» Problem to work on
Give again, word for word, each line below starting at the one that contains "Where can the cobblestone" and ending at the one that contains "Where can the church".

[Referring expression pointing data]
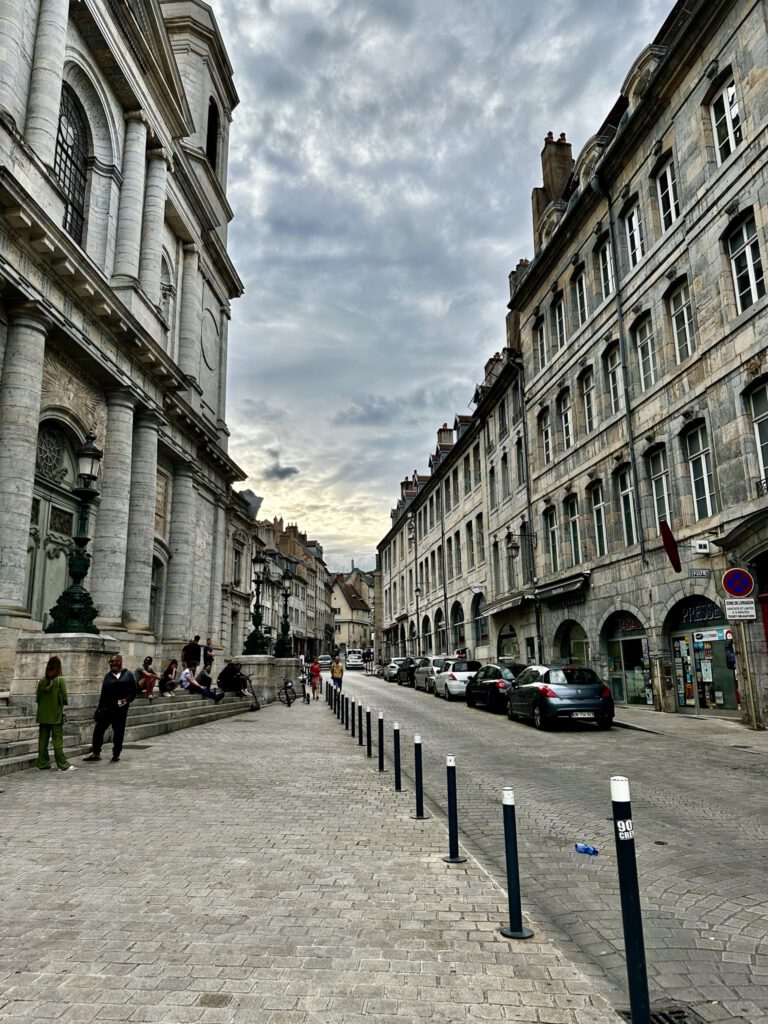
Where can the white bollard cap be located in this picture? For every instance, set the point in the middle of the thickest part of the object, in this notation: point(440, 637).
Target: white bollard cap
point(620, 790)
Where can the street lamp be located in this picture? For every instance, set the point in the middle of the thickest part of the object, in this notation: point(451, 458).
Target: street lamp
point(525, 542)
point(74, 611)
point(417, 591)
point(283, 646)
point(256, 641)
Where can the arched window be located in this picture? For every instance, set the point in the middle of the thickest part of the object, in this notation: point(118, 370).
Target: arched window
point(71, 161)
point(212, 133)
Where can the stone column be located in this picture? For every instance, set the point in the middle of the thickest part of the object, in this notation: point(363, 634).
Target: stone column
point(141, 522)
point(45, 82)
point(10, 50)
point(152, 228)
point(217, 569)
point(180, 576)
point(190, 313)
point(20, 387)
point(111, 536)
point(131, 197)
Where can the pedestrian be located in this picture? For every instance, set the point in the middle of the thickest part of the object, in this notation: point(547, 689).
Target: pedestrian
point(145, 678)
point(118, 691)
point(208, 656)
point(168, 681)
point(315, 680)
point(51, 699)
point(337, 673)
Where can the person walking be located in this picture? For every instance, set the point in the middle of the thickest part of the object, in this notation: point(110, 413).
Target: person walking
point(315, 679)
point(118, 691)
point(337, 672)
point(51, 699)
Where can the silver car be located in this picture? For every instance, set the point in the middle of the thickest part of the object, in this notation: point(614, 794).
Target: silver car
point(426, 671)
point(451, 683)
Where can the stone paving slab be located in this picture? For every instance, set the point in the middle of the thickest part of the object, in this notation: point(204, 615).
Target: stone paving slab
point(255, 869)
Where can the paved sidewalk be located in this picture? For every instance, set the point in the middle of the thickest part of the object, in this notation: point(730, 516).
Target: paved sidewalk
point(257, 869)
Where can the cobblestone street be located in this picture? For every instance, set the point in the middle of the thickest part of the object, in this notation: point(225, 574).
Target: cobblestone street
point(257, 869)
point(700, 817)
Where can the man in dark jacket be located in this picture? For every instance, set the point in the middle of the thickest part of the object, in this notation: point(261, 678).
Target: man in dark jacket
point(118, 690)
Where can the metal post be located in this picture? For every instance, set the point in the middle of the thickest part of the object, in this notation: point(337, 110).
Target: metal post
point(420, 815)
point(396, 738)
point(453, 857)
point(381, 741)
point(516, 929)
point(624, 835)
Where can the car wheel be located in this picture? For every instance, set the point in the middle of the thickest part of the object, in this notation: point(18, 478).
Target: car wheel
point(540, 719)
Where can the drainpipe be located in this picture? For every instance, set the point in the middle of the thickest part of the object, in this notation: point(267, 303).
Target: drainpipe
point(598, 187)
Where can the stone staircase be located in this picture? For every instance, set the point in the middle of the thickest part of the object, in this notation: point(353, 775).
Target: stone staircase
point(18, 731)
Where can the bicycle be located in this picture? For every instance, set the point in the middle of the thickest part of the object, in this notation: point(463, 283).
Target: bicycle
point(287, 693)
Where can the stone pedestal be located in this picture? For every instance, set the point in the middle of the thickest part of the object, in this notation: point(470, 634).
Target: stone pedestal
point(267, 674)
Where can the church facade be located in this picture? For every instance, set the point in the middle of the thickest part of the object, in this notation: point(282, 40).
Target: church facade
point(115, 300)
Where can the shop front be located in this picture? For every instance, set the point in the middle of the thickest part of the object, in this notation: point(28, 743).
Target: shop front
point(629, 659)
point(704, 659)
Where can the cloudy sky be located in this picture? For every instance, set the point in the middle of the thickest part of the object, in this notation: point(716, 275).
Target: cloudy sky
point(381, 165)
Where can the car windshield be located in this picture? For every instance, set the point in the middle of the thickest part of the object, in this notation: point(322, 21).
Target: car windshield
point(572, 677)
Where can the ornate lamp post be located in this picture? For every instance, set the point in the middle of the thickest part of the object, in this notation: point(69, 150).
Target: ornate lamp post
point(283, 646)
point(74, 611)
point(256, 641)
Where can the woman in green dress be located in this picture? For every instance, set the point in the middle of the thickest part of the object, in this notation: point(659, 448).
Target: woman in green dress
point(51, 700)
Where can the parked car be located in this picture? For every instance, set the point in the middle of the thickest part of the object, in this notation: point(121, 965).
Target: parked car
point(426, 669)
point(491, 684)
point(407, 672)
point(390, 671)
point(452, 681)
point(547, 693)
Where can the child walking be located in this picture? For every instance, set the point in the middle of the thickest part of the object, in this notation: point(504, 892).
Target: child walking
point(51, 700)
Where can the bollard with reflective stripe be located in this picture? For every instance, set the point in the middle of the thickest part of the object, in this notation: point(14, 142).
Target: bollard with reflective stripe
point(453, 857)
point(419, 775)
point(624, 834)
point(381, 741)
point(516, 928)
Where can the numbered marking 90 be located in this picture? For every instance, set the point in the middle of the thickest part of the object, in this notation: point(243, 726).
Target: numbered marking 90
point(625, 828)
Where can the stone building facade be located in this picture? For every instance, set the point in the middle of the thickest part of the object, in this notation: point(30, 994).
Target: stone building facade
point(115, 301)
point(615, 463)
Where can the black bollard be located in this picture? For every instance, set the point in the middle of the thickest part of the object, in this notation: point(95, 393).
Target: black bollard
point(420, 815)
point(396, 743)
point(453, 857)
point(624, 834)
point(516, 929)
point(381, 741)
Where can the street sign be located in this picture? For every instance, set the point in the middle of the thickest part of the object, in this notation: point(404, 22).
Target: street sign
point(737, 583)
point(739, 608)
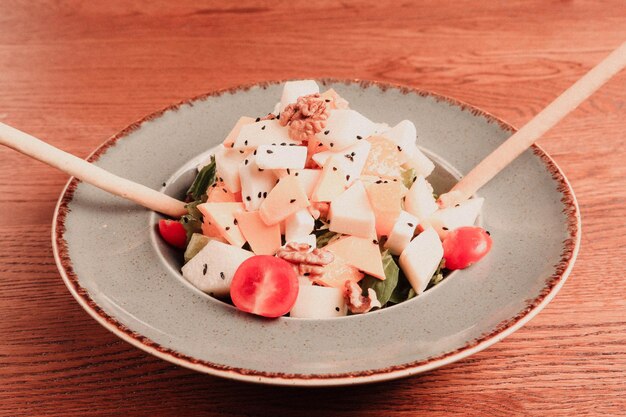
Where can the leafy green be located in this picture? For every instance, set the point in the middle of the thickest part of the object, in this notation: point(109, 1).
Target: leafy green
point(384, 289)
point(408, 177)
point(204, 179)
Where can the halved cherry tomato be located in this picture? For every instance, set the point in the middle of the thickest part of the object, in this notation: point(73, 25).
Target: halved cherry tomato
point(264, 285)
point(464, 246)
point(173, 232)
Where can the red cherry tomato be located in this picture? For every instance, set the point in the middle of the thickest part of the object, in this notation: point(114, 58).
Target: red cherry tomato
point(264, 285)
point(173, 232)
point(464, 246)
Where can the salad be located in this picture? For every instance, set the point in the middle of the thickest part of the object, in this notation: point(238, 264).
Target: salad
point(315, 211)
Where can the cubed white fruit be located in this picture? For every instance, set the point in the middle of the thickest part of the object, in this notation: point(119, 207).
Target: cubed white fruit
point(344, 128)
point(419, 201)
point(294, 89)
point(351, 160)
point(404, 135)
point(227, 163)
point(213, 268)
point(263, 132)
point(421, 258)
point(256, 183)
point(448, 219)
point(401, 233)
point(298, 225)
point(351, 213)
point(315, 302)
point(281, 157)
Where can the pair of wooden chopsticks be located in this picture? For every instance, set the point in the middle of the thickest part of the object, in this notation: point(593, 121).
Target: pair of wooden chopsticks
point(464, 189)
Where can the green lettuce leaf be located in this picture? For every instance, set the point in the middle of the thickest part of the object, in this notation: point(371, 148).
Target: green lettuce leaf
point(384, 289)
point(204, 179)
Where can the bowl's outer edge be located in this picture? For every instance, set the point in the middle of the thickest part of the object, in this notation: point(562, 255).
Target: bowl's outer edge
point(552, 284)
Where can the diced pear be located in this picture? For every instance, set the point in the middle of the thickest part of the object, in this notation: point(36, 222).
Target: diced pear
point(295, 89)
point(213, 268)
point(448, 219)
point(344, 128)
point(316, 302)
point(286, 198)
point(401, 233)
point(419, 201)
point(222, 216)
point(281, 157)
point(298, 225)
point(263, 239)
point(351, 213)
point(421, 258)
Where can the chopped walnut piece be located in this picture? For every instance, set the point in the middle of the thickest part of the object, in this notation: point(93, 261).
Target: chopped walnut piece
point(306, 117)
point(358, 303)
point(305, 263)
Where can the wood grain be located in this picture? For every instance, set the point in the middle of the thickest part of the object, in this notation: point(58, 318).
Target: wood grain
point(76, 72)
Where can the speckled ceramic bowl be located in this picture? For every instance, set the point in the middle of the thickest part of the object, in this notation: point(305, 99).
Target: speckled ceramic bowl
point(116, 267)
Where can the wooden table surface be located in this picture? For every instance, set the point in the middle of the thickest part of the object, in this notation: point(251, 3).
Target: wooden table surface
point(75, 73)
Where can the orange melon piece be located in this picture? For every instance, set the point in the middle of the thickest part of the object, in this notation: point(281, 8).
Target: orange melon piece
point(287, 197)
point(217, 193)
point(337, 273)
point(385, 158)
point(263, 239)
point(360, 253)
point(230, 139)
point(332, 182)
point(386, 201)
point(222, 216)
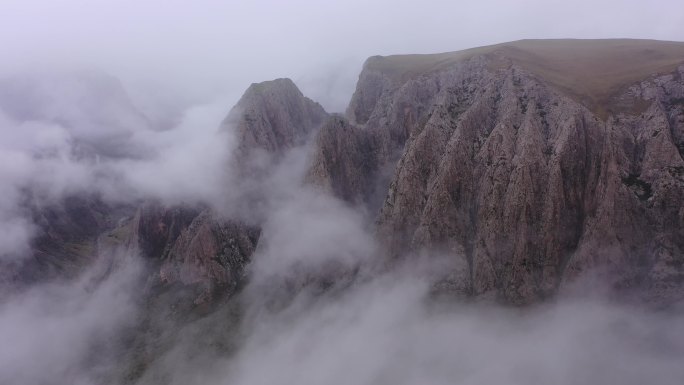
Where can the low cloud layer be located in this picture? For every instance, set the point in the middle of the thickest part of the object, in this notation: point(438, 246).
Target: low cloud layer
point(142, 121)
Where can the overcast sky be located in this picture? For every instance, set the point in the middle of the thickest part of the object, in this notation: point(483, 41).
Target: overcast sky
point(208, 46)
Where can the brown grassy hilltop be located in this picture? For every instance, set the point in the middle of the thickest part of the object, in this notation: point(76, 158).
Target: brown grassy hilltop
point(591, 71)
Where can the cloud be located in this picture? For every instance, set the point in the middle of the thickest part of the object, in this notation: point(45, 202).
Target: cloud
point(154, 134)
point(68, 332)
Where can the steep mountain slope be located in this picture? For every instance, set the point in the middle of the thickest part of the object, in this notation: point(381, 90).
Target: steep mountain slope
point(199, 247)
point(528, 163)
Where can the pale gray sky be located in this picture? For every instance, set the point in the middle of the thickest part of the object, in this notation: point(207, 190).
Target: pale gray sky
point(207, 46)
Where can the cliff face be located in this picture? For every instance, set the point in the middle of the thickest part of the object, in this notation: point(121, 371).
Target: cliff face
point(528, 164)
point(526, 177)
point(273, 116)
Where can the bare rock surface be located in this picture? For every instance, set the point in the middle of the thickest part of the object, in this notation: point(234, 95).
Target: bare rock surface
point(525, 181)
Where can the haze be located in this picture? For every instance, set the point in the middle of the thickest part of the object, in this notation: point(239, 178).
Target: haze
point(211, 47)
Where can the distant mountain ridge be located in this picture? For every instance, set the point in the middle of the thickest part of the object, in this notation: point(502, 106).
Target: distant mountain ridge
point(528, 164)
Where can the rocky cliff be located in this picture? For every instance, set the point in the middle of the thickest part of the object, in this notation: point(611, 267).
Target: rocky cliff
point(528, 163)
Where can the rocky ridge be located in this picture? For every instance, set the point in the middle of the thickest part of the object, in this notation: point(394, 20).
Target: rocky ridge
point(527, 164)
point(524, 184)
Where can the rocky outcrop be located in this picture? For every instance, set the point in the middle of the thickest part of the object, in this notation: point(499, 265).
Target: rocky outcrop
point(197, 247)
point(272, 117)
point(526, 182)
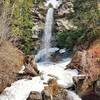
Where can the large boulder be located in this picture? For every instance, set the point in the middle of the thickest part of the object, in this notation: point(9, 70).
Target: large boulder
point(11, 61)
point(88, 63)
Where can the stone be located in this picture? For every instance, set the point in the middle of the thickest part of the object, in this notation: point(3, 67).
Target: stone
point(87, 63)
point(35, 96)
point(53, 91)
point(11, 61)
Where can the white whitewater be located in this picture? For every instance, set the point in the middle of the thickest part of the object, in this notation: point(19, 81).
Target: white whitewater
point(21, 89)
point(46, 42)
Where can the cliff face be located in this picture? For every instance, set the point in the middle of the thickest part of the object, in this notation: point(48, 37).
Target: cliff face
point(11, 61)
point(88, 63)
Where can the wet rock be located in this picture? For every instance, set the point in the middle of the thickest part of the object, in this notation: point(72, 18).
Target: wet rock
point(86, 61)
point(53, 91)
point(35, 96)
point(30, 66)
point(11, 61)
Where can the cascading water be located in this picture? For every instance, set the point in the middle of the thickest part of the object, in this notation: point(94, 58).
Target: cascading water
point(48, 31)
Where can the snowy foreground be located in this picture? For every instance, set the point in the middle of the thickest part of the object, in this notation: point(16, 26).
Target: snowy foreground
point(21, 89)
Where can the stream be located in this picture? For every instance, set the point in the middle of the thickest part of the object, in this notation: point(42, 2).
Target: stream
point(21, 89)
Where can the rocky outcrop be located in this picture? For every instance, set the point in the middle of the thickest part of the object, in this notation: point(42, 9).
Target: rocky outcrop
point(35, 96)
point(31, 66)
point(88, 63)
point(11, 61)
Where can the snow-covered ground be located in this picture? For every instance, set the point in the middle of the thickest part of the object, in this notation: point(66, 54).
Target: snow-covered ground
point(21, 89)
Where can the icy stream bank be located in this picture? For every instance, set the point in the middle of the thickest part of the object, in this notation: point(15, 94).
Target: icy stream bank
point(21, 89)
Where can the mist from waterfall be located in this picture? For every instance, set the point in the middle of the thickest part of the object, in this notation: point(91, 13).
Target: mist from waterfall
point(46, 41)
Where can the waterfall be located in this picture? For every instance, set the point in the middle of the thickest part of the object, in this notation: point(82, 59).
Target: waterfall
point(46, 42)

» Written response
Where can the cobblestone street be located in this picture? For every instance, set the point in the middle of the thickest part of the object, in this notation: point(225, 574).
Target: cobblestone street
point(257, 869)
point(700, 817)
Where can the man in dark jacket be located in this picture? For every instance, set the point in the middle of the thickest part of the object, in this notation: point(261, 678).
Target: man in dark jacket
point(118, 690)
Where can the metal post be located in this picture? For every instance, set the point in the middle of the thickest part of the object, in this notation: point(337, 110).
Target: metal post
point(420, 815)
point(396, 738)
point(453, 857)
point(381, 741)
point(516, 929)
point(624, 835)
Where can the car wheel be located in this picture? For every instance, set the point in the middle of the thickest part of the object, in this notation: point(18, 478).
Target: car wheel
point(540, 719)
Where can the drainpipe be located in this picture? For every instance, set the point in the middle of the thickest part of the object, in this notation: point(267, 303).
Target: drainpipe
point(598, 187)
Where can the stone staircase be located in this picture? For every instance, set the point in the middle of the thickest part of the object, in this notation: point(353, 775).
Target: stone staircase
point(18, 731)
Where can the bicycle be located in this picture? For every instance, set the point in the middle of the thickest part of the object, in this notation: point(463, 283).
Target: bicycle
point(287, 693)
Where can the stone pedestal be located in this picture? For every instance, set the point in the middle of the thickest part of the object, in this notation: point(470, 634).
Target: stone pedestal
point(267, 674)
Where can the church facade be located in this picture? For every instance, set the point in the middle of the thickest part of the object, in this notation: point(282, 40).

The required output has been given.